--- begin Selection ---

Mon | Nov 12, 2018

Jamaica's Spanish connection

Published:Saturday | July 14, 2018 | 11:10 PM
Albarello vase
Olive Jar
1
2

The history of Jamaica has been described as a rich and vibrant one, which speaks to experiences of hardships and prosperity; and the growth and determination of a people. Jamaica has seen many chapters in her history, one of the shortest but no less interesting, being the story of the Spanish in Jamaica. On the evening of May 5, 1494 Christopher Columbus, the European explorer, and his crew spotted the island of Jamaica. Columbus and his men described the island as 'a pure dark green' against the evening sun. Happy with their discovery Columbus baptised the harbour 'Santa Gloria', later Santa Ana (St Ann), because of the 'extraordinary beauty of its glorious landscape' (Padron 2003).

Shortly after Columbus cast anchor, the indigenous inhabitants of the island, who according to Padron were naked and seemed to be dyed in thousand colours. Set off from the shore with seventy canoes full of armed men who hurled their spears which fell short of the ships. Eventually the natives had no choice but to retreat from their attack.

The Spaniards, who eventually claimed the island for the King and Queen of Spain, enslaved the indigenous population, over worked, ill-treated them and introduced illnesses that the indigenous population had little to no resistance to. These factors led to the rapid decline of the indigenous population of Jamaica.

Fifteen years after their discovery of the island, the first Spanish colonists came to Jamaica under the Spanish governor Juan de Esquivel in 1509 and first settled in the St. Ann's Bay area. The first town was called New Seville or Sevilla la Nueva. The towns that were established by the Spaniards developed into little more than settlements. The only town that was truly developed was Spanish Town, which was the old capital of Jamaica, then called St. Jago de la Vega. It was the centre of government and trade and had many churches and convents.

The island remained poor under Spanish rule as few Spaniards settled on the island. Bryan (1992) states that the Spanish Monarchs were strongly opposed to the creation of a strong powerful nobility in the New World, and that every effort was made to curb their powers within Spain as well. This was done presumably by the Monarchs to ensure that no rival power developed.

The little attention the colony received from Spain soon led to a major reason for internal strife. The governors were not getting adequate support from home and quarrels with church authorities undermined their control. Frequent attacks by pirates also contributed to the weakening of the colony. Jamaica served mainly as a supply base: food, men, arms and horse were shipped here to help in conquering the American mainland.

--- end Selection ---

### Direction 1
Pick out every line in the entries that contains the string "branch", treating uppercase and lowercase as distinct.
The entries that follow have no connection to the article on Jamaica's Spanish history.

--- begin Provided entries ---

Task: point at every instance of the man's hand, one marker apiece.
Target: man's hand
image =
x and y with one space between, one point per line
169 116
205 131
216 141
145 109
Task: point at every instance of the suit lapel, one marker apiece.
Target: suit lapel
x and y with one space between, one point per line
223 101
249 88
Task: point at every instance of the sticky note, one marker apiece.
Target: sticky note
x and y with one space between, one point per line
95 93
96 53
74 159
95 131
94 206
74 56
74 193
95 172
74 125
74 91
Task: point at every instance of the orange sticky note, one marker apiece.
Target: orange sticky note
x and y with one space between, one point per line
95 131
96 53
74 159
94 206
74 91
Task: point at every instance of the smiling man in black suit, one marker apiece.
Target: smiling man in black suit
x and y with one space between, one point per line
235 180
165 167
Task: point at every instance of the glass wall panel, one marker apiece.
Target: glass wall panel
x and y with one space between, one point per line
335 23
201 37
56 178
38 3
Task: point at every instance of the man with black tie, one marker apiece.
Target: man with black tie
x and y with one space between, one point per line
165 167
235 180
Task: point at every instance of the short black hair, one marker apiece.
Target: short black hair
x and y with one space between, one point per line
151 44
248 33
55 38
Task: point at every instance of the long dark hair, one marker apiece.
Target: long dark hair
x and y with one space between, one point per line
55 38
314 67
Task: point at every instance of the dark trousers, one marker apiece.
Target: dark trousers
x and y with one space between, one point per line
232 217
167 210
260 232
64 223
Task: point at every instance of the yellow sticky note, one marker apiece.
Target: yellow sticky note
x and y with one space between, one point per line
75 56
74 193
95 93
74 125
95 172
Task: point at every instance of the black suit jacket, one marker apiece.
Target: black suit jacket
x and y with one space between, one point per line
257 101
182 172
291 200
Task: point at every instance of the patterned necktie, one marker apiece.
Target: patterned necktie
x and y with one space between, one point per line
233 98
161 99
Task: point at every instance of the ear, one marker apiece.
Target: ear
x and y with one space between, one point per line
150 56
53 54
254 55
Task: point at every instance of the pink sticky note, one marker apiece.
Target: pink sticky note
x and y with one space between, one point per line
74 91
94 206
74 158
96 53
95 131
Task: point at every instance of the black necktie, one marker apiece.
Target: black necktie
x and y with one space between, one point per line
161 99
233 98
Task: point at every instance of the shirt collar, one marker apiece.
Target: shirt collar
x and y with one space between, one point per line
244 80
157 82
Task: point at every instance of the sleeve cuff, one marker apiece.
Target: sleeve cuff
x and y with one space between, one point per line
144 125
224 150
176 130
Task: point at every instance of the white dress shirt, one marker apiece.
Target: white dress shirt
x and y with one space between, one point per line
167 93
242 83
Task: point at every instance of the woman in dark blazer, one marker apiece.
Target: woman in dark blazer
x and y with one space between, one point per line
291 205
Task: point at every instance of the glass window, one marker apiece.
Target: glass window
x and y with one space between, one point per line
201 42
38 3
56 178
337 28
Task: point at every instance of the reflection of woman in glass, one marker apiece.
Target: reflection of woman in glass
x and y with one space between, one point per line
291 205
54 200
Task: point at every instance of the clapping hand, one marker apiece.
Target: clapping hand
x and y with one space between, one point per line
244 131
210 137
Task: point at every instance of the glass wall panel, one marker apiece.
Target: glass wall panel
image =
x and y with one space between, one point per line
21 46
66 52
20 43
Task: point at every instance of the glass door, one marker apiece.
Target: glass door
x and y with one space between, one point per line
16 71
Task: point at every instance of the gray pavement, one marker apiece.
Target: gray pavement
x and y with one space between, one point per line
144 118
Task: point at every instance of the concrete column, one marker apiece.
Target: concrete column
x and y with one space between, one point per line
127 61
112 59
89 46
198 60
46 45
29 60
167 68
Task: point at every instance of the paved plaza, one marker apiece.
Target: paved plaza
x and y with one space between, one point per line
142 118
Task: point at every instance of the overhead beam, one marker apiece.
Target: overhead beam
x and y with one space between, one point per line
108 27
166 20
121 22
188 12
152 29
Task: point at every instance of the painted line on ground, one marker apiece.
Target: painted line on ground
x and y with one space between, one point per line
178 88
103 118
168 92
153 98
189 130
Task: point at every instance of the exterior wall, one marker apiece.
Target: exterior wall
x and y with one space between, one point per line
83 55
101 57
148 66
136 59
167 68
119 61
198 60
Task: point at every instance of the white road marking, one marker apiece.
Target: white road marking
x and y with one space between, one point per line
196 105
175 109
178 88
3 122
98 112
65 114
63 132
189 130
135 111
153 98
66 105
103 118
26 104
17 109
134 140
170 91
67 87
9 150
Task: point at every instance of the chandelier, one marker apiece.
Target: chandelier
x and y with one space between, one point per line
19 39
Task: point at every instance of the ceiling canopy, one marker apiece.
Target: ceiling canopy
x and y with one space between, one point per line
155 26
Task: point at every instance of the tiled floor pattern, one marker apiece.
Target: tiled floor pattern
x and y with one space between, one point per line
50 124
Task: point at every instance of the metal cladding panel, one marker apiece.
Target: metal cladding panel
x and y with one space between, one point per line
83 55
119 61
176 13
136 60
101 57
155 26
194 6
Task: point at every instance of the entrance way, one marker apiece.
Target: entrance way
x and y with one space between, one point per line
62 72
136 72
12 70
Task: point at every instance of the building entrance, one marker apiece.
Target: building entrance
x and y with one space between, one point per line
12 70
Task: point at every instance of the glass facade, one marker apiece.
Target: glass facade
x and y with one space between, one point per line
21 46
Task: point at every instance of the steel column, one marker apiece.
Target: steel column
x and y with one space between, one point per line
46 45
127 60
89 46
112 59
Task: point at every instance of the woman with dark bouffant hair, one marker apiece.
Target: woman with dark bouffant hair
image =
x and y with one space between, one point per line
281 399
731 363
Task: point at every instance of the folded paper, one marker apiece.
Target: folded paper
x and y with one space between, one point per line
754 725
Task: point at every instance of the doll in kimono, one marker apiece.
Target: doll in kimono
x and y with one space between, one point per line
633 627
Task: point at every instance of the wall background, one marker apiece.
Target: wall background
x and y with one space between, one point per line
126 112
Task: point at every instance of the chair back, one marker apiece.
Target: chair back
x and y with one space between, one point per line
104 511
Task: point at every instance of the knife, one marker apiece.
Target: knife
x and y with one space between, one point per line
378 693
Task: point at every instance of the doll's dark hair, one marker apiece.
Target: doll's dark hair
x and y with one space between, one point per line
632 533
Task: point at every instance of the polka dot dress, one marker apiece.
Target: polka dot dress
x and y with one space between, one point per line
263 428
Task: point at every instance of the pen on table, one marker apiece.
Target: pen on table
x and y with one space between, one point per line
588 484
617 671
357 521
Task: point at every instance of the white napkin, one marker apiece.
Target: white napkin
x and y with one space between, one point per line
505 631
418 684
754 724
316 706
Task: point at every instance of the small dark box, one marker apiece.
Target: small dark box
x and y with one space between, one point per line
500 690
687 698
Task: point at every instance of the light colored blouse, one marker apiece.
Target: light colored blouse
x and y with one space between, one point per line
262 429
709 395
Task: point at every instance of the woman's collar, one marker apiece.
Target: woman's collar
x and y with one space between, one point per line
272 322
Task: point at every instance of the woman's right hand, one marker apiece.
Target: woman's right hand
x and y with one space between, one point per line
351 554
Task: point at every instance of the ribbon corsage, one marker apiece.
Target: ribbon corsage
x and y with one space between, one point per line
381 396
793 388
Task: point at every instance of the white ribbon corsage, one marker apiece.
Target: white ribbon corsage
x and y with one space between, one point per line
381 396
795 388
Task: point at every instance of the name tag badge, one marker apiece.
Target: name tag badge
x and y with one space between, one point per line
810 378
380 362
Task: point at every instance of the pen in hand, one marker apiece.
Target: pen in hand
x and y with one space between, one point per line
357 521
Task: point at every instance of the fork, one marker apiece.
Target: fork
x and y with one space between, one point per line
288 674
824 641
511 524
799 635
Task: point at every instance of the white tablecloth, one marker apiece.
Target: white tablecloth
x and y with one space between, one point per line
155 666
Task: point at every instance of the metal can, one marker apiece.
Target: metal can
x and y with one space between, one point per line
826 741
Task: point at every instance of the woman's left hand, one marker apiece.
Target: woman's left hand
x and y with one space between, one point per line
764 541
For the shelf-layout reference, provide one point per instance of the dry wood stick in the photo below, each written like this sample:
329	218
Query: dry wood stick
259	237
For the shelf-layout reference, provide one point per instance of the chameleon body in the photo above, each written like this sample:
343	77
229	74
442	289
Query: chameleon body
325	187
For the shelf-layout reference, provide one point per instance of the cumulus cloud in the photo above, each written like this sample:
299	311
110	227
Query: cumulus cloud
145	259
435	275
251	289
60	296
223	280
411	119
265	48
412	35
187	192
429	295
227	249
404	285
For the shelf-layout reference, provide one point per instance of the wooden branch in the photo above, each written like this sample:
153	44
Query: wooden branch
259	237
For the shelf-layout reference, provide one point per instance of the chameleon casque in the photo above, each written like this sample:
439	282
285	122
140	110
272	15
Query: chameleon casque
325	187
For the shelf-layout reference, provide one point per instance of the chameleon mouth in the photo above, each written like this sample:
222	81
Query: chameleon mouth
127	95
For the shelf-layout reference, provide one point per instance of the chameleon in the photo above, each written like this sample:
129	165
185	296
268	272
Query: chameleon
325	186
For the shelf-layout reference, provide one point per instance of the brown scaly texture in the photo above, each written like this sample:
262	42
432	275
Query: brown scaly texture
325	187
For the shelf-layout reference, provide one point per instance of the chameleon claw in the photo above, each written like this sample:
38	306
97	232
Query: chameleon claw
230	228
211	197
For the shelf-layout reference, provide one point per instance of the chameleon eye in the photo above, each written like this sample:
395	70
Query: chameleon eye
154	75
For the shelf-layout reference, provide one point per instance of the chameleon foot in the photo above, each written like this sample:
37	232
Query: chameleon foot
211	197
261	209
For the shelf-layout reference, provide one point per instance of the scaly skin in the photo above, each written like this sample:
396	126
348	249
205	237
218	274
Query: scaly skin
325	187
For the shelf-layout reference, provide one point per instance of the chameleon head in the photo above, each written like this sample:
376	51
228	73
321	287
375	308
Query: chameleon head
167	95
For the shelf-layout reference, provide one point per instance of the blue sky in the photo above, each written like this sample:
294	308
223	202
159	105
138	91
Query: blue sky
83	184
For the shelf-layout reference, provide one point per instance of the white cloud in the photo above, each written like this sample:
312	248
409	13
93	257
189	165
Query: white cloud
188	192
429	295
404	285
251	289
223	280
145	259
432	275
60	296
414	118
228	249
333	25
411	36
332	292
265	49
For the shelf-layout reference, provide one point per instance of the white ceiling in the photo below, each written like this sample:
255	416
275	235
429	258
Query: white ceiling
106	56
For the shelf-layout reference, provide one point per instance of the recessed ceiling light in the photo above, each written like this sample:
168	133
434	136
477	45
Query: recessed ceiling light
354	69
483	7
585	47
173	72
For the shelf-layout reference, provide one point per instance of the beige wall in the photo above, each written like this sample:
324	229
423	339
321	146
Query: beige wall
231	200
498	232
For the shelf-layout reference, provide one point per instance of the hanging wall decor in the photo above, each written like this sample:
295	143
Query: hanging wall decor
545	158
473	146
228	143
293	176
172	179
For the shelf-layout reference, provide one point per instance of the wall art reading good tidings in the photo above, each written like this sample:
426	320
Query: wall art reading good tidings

--- end Provided entries ---

### Direction 2
In the article on Jamaica's Spanish history, what was the first town established by the Spanish colonists called?

### Full answer 1
For the shelf-layout reference, provide one point per instance of the wooden branch in the photo above, each written like this sample:
Query: wooden branch

### Full answer 2
New Seville, or Sevilla la Nueva.